• **Record extracts**:
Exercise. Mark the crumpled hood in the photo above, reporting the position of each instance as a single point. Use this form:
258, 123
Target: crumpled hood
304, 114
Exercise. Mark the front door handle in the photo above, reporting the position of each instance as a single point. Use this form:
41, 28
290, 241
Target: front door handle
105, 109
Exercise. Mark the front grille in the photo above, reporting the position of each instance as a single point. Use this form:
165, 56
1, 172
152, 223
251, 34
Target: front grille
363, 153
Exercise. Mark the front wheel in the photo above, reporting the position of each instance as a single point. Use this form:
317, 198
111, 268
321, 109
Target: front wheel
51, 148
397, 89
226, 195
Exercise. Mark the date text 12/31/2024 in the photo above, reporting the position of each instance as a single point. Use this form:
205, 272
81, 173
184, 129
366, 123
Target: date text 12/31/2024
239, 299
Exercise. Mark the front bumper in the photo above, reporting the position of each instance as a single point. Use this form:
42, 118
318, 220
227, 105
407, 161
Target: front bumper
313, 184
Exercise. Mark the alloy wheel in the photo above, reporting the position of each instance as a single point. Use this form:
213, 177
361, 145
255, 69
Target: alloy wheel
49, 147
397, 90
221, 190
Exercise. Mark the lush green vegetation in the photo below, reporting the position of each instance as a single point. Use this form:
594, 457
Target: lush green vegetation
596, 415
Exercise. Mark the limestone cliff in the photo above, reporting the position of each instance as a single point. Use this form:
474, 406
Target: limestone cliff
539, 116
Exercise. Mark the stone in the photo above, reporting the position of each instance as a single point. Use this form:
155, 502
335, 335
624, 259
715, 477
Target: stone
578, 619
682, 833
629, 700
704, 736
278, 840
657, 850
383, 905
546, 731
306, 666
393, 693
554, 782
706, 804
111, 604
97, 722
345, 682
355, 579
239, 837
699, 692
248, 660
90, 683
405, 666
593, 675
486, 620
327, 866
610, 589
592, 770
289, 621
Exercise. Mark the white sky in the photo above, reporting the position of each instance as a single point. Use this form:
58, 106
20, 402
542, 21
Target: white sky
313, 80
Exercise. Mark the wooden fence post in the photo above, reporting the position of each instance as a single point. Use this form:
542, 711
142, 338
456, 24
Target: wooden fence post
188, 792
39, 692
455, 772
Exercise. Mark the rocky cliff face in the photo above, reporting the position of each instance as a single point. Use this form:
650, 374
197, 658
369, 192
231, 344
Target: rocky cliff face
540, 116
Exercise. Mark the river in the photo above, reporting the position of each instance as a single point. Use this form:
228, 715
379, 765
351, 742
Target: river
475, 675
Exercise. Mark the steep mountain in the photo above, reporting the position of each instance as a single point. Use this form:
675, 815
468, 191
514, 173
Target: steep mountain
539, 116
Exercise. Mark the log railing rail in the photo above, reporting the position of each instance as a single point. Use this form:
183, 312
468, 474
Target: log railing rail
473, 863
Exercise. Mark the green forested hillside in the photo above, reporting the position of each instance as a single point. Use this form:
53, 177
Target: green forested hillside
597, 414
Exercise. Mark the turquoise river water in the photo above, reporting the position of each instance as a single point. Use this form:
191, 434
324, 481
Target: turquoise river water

• **Given problem**: Restate the whole of the material exactly.

• **Task result**:
Exercise. Mark the crumpled hood in the photo above, reporting the position of each instance as a single point. Use this form:
258, 123
Target: crumpled hood
304, 114
Exercise. Mark the front door handle in the photo above, reporting the position of each instance as a single point. Use this form:
41, 28
290, 241
Target: front door handle
105, 109
Exercise. Mark the front grille in the photo above, reporting the position of each instance as a single point. Use this form:
165, 56
1, 172
152, 223
251, 34
Target: front grille
363, 153
Exercise. Mark the front wheel in the photo above, reporting the position of each instance as a single point. Use this form:
317, 198
111, 268
321, 109
Target: front wheel
51, 148
397, 89
226, 195
Exercise. Mark the date text 12/31/2024 in the photo above, reporting the position of each instance as a single point. Use this form:
205, 272
81, 173
184, 129
366, 123
Target: date text 12/31/2024
239, 299
Exercise. Mark the front bumper in the photo above, reporting the position of each instance as a single point. Use this form:
42, 118
318, 220
227, 105
407, 161
Target: front bumper
313, 184
Exercise. Mark the alloy wheel in the photo above, reporting the position of each instance as a single point. Use this form:
213, 177
361, 145
255, 69
Target: alloy wheel
49, 147
397, 90
221, 190
Exercise. Mark the lush green vegetation in the photo below, reporting the position of each instance as a single point. Use this form:
594, 457
Target: lush green vegetation
596, 415
Exercise. Mark the limestone cliff in the photo above, reporting the position of each instance as a single point. Use this form:
474, 406
Target: limestone cliff
539, 116
Exercise. Mark the stone in the photo above, reporting the position of each instance as a single point. Use this form:
155, 502
335, 335
624, 259
715, 477
Target: stone
578, 619
682, 833
629, 700
704, 736
278, 840
657, 850
383, 905
546, 731
306, 666
393, 693
554, 782
706, 804
111, 604
97, 722
345, 682
355, 579
239, 837
699, 692
248, 660
90, 683
405, 666
593, 675
486, 620
327, 866
610, 589
592, 770
289, 621
Exercise. Mark the white sky in the photo above, reporting the position of each instance as a single point. Use this form:
58, 106
20, 402
542, 21
Target: white sky
313, 80
Exercise. Mark the wooden fence post in the photo above, reporting the position of each instance as a single point. Use this form:
542, 711
142, 338
456, 24
Target: wooden fence post
188, 792
39, 692
455, 772
Exercise. Mark the rocky cliff face in the photo above, reporting the position of each instance as a single point. Use this form:
650, 374
197, 658
369, 192
231, 344
Target: rocky cliff face
540, 116
Exercise. Mark the river in the photo above, reporting the position of each instance as a single point. Use this form:
228, 715
379, 765
351, 742
Target: river
475, 675
Exercise. Mark the steep mountain in the photo above, reporting the position of each instance as a single point. Use this form:
675, 815
468, 191
514, 173
Target: steep mountain
539, 116
Exercise. Mark the log railing rail in the photo above, reporting the position of each instance as a single point. Use this form:
183, 312
468, 474
Target: log railing rail
473, 863
Exercise. Mark the green forested hillside in the photo above, reporting the position of each instance as a single point. Use this form:
53, 177
Target: green forested hillside
597, 414
Exercise. Mark the turquoise river water in the photo above, reporting the position of each instance as a single point. Use this form:
191, 434
324, 481
Target: turquoise river water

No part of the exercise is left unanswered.